━━━━━ Source records
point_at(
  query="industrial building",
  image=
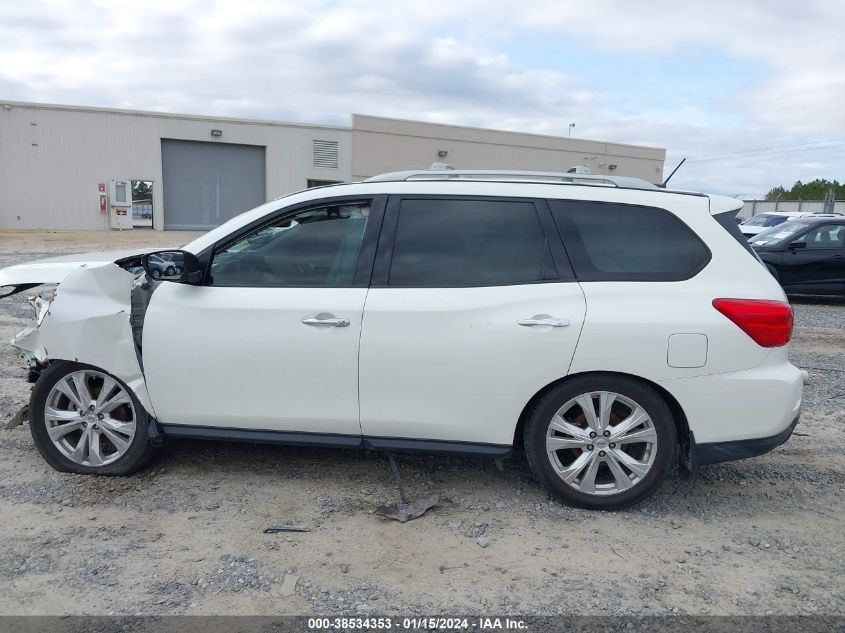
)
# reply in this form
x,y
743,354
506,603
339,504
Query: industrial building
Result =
x,y
69,167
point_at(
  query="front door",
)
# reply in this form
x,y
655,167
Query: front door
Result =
x,y
271,340
120,207
471,312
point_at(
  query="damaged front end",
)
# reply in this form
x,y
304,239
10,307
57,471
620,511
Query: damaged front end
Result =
x,y
94,317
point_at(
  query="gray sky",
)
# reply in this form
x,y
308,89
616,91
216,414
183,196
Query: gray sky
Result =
x,y
752,93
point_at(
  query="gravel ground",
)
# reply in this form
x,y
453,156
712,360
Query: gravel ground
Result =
x,y
760,536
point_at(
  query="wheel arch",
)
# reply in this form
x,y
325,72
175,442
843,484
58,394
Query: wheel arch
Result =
x,y
678,415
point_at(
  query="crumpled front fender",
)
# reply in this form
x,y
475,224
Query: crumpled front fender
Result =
x,y
89,322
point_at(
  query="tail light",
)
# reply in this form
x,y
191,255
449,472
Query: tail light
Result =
x,y
768,323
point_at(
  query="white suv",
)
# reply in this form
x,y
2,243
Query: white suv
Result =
x,y
601,324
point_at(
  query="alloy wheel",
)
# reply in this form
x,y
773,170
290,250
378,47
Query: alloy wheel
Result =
x,y
601,443
90,418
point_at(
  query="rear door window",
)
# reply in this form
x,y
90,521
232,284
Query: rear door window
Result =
x,y
461,242
619,242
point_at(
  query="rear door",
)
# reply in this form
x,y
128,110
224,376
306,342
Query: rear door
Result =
x,y
472,309
270,340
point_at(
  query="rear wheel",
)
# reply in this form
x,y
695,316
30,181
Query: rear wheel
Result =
x,y
601,442
86,421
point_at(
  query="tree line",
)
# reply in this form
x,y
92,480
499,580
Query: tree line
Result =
x,y
814,190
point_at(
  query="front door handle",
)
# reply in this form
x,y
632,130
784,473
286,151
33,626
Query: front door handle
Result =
x,y
552,321
329,321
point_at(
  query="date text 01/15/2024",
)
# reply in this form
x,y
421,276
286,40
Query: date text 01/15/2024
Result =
x,y
417,623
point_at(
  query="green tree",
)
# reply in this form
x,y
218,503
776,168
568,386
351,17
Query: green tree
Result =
x,y
814,190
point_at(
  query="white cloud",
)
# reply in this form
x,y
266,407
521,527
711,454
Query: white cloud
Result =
x,y
448,62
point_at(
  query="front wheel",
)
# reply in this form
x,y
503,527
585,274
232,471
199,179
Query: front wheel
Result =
x,y
601,442
85,421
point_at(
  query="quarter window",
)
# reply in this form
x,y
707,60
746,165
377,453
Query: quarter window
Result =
x,y
827,236
316,247
616,242
447,243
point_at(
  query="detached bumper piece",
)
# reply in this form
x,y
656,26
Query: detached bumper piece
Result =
x,y
717,452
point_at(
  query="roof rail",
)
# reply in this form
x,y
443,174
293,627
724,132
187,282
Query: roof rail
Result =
x,y
545,177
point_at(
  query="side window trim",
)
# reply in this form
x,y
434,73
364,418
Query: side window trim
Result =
x,y
366,252
387,239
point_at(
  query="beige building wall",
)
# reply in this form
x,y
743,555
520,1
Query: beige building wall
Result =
x,y
381,145
52,158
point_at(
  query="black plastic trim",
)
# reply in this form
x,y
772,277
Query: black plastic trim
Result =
x,y
335,440
260,436
717,452
436,447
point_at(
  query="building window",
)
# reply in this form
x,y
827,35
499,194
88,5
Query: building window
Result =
x,y
325,154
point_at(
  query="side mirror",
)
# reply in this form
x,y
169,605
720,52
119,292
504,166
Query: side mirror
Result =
x,y
179,266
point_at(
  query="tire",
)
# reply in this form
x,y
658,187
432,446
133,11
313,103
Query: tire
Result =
x,y
597,472
128,452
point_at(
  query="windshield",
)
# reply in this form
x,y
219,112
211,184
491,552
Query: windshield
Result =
x,y
766,220
779,233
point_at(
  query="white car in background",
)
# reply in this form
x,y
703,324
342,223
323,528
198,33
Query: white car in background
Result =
x,y
764,221
601,324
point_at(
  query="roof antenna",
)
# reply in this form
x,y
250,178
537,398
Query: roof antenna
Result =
x,y
662,185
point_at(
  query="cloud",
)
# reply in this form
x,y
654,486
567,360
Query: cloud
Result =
x,y
456,63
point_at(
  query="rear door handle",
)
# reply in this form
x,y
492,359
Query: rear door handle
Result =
x,y
331,322
552,321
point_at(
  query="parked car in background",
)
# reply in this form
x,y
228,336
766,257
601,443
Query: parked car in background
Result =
x,y
806,255
602,324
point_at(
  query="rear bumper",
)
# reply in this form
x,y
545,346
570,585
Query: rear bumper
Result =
x,y
716,452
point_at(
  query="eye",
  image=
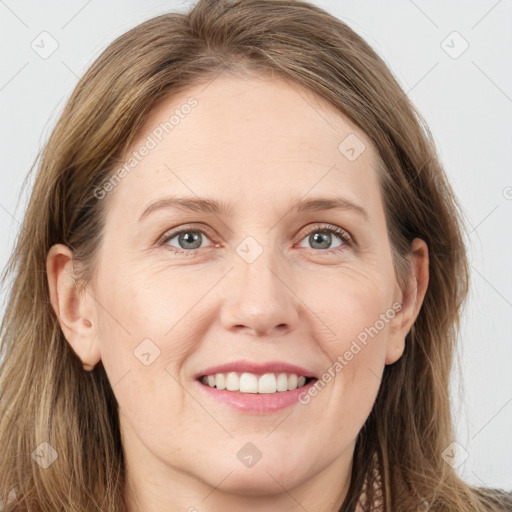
━━━━━━━━━━
What is being asked >>
Pull out every line of the listing above that contains the string "roof", matching case exactly.

Task output >>
  query="roof rail",
Query: roof rail
  query="roof antenna",
Query: roof antenna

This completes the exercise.